## DOCUMENT SEGMENT
:::

In [1]:
import os
import numpy as np
import pandas as pd
import matplotlib.pyplot as plt
import torch
import cv2
from torch.utils.data import Dataset
from torch.utils.data import DataLoader
import torch.nn as nn
import torch.optim as optim
from sklearn.metrics import accuracy_score
from sklearn.model_selection import train_test_split
import torchvision
from torchvision import models, transforms
from tqdm.notebook import tqdm
import albumentations as A

In [2]:
from google.colab import drive
drive.mount('/content/gdrive')

# Data Location
data_path = 'gdrive/MyDrive/top_gun_dl/repo/data/'

Drive already mounted at /content/gdrive; to attempt to forcibly remount, call drive.mount("/content/gdrive", force_remount=True).


In [3]:
# Check if GPU is available
device = torch.device('cuda' if torch.cuda.is_available() else 'cpu')
device

device(type='cuda')

:::

## PROBLEM
Duplicate the portion of the notebook code that opens with the words containing "# Data Location" and closes with "device(type='cuda')".

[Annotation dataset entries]
:::

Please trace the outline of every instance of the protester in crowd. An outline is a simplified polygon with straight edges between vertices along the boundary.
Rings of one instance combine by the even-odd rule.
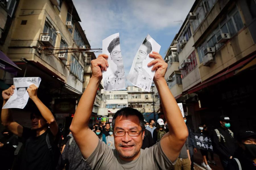
[[[155,126],[155,121],[154,119],[149,119],[149,126],[146,127],[146,129],[149,131],[151,133],[151,135],[152,136],[152,137],[153,137],[153,133],[154,131],[154,130],[156,128],[156,127]]]
[[[256,169],[256,133],[251,130],[241,130],[238,132],[238,140],[239,147],[228,161],[227,169]]]
[[[197,149],[194,140],[193,135],[192,134],[192,131],[191,129],[187,124],[187,117],[185,116],[183,118],[184,122],[187,125],[187,130],[189,132],[189,136],[188,137],[188,139],[189,143],[189,155],[190,156],[190,161],[191,162],[191,169],[194,169],[194,152],[196,153],[197,152]]]
[[[115,142],[114,141],[114,134],[113,130],[109,129],[108,131],[109,135],[106,137],[107,145],[111,149],[115,149]]]
[[[143,139],[142,146],[141,146],[141,149],[145,149],[146,148],[151,147],[156,143],[153,140],[151,135],[151,133],[149,131],[145,129],[144,132],[144,139]]]
[[[69,135],[70,137],[63,146],[63,162],[59,169],[65,167],[65,170],[90,170],[91,168],[83,160],[81,151],[72,133]]]
[[[206,125],[204,124],[203,125],[203,128],[204,128],[204,130],[205,131],[207,132],[207,133],[208,134],[208,135],[210,137],[212,136],[212,135],[211,135],[211,134],[210,134],[209,131],[207,129],[207,126],[206,126]],[[208,163],[208,164],[212,164],[214,166],[216,166],[217,165],[216,164],[216,163],[215,162],[215,161],[214,161],[214,157],[213,156],[213,152],[209,152],[210,153],[210,155],[211,156],[211,161],[210,161],[210,160],[209,160],[209,158],[208,158],[208,154],[206,155],[206,160],[207,160],[207,163]]]
[[[166,132],[164,130],[164,121],[162,119],[158,119],[157,121],[156,128],[154,130],[153,132],[153,140],[155,143],[159,141]]]
[[[203,125],[202,124],[199,124],[198,125],[198,129],[196,132],[196,133],[203,135],[207,136],[209,136],[208,131],[204,130]],[[201,165],[204,167],[207,170],[210,170],[211,169],[210,167],[208,164],[207,162],[207,160],[206,159],[206,156],[208,154],[208,152],[201,149],[200,149],[200,152],[203,157],[203,162],[201,164]]]
[[[177,162],[174,166],[174,170],[190,170],[191,163],[188,140],[187,139],[180,151]]]
[[[3,130],[2,134],[3,137],[0,139],[0,169],[8,170],[12,168],[18,140],[17,137],[8,129]]]
[[[66,144],[67,143],[67,142],[69,140],[69,139],[72,137],[73,137],[73,135],[72,135],[71,132],[70,131],[69,133],[69,134],[66,137],[65,137],[64,139],[64,140],[63,140],[63,143],[64,144],[63,144],[63,147],[62,147],[62,149],[61,152],[62,153],[63,152],[63,150],[64,150],[64,148],[65,148],[65,146],[66,146]]]
[[[107,144],[106,136],[102,133],[102,129],[100,126],[96,126],[94,132],[101,141],[104,142],[105,143]]]
[[[212,143],[214,150],[220,157],[220,162],[225,169],[229,160],[232,159],[236,146],[233,132],[229,129],[229,117],[222,115],[220,117],[220,127],[214,130]]]
[[[14,93],[14,86],[3,91],[4,105]],[[37,97],[38,88],[33,84],[27,91],[30,99],[38,109],[31,114],[32,129],[22,126],[15,121],[9,109],[2,109],[2,124],[15,135],[21,137],[24,148],[22,154],[20,169],[53,169],[61,156],[57,146],[59,128],[51,111]]]
[[[105,129],[102,131],[102,132],[107,137],[109,135],[108,132],[110,128],[110,123],[108,122],[106,123],[105,126]]]
[[[127,107],[117,110],[113,118],[115,149],[111,150],[99,139],[88,128],[88,124],[97,87],[102,78],[102,71],[106,70],[108,66],[108,56],[100,55],[91,61],[92,77],[79,101],[70,127],[83,158],[92,169],[169,169],[177,159],[187,137],[187,129],[164,78],[167,63],[157,53],[153,52],[149,56],[155,59],[148,66],[154,64],[152,68],[152,70],[156,70],[154,81],[164,116],[171,125],[170,132],[153,146],[141,149],[145,133],[144,118],[137,110]]]

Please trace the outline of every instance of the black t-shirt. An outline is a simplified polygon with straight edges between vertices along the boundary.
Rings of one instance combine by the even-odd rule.
[[[36,130],[23,127],[22,138],[23,141],[26,141],[23,143],[24,148],[22,153],[21,169],[55,169],[53,153],[48,148],[46,141],[48,133],[52,147],[57,146],[58,140],[54,139],[57,139],[58,137],[55,137],[49,129],[36,137]]]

:::

## ANSWER TO THE TASK
# Data Location
data_path = 'gdrive/MyDrive/top_gun_dl/repo/data/'

Drive already mounted at /content/gdrive; to attempt to forcibly remount, call drive.mount("/content/gdrive", force_remount=True).


In [3]:
# Check if GPU is available
device = torch.device('cuda' if torch.cuda.is_available() else 'cpu')
device

device(type='cuda')